I think two things need to be separated in what is a taxpayer bail-out for a bank.
Firstly, loans (subprime) were made to people who really might default. And many ordinary, untrained with no banking expertise people thought that the default would occur exactly at the time when those adjustable rate mortgages converted to a different higher rate. It does not seem to have entered the heads of the CEOs (paid literally 1000 times that of ordinary people) of those lending organisation that they were creating a problem for their companies. A condition of bailing out Bear Stearns has to be that every boardmember looses their job without special compensation. Frankly – they were idiots! As this hasn’t even been mentioned it suggests that the Federal Reserve may reek of corruption. My suggestion is not vindictive it is merely good financial governace.

> [Supplied material]
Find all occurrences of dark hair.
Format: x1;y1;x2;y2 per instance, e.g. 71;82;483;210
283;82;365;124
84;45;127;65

> [Objectives]
• a. In the bail-out comment, what condition does the writer set for bailing out Bear Stearns?
• b. Edit the bail-out comment from "Firstly, loans (subprime)" up to and including "good financial governace.", replacing "CEOs" with "executives".
• c. Proceed with the bail-out comment, picking up after its final sentence.

> [Response list]
• a. Every board member must lose their job without special compensation.

• b.
Firstly, loans (subprime) were made to people who really might default. And many ordinary, untrained with no banking expertise people thought that the default would occur exactly at the time when those adjustable rate mortgages converted to a different higher rate. It does not seem to have entered the heads of the executives (paid literally 1000 times that of ordinary people) of those lending organisation that they were creating a problem for their companies. A condition of bailing out Bear Stearns has to be that every boardmember looses their job without special compensation. Frankly – they were idiots! As this hasn’t even been mentioned it suggests that the Federal Reserve may reek of corruption. My suggestion is not vindictive it is merely good financial governace.

• c.
Secondly, mortgages were packaged into bundles. Some of those bundles were sold as only containing prime loans. It has been know for some time that some of those “prime” bundles had had subprime loans slipped in. This is straight criminal fraud. No if and buts. Until there are prosecutions, or at least attempted prosecutions, the Wall Street Welfare should be seen not merely as an act of charity to those who command million dollar bonuses, but also as hush money to cover up the true corruption at the top. Who pays? The usual – you and I.
I agree that people have eluded regulation for personal gain, and should not be bailed out. But when there is a risk to the entire system – globally, not just in US – steps need to be taken to mitigate any crisis.
But we should note that these very same people, who were running away from regulation, would now be regulated tightly. Now that’s a positive side-effect of a bailout!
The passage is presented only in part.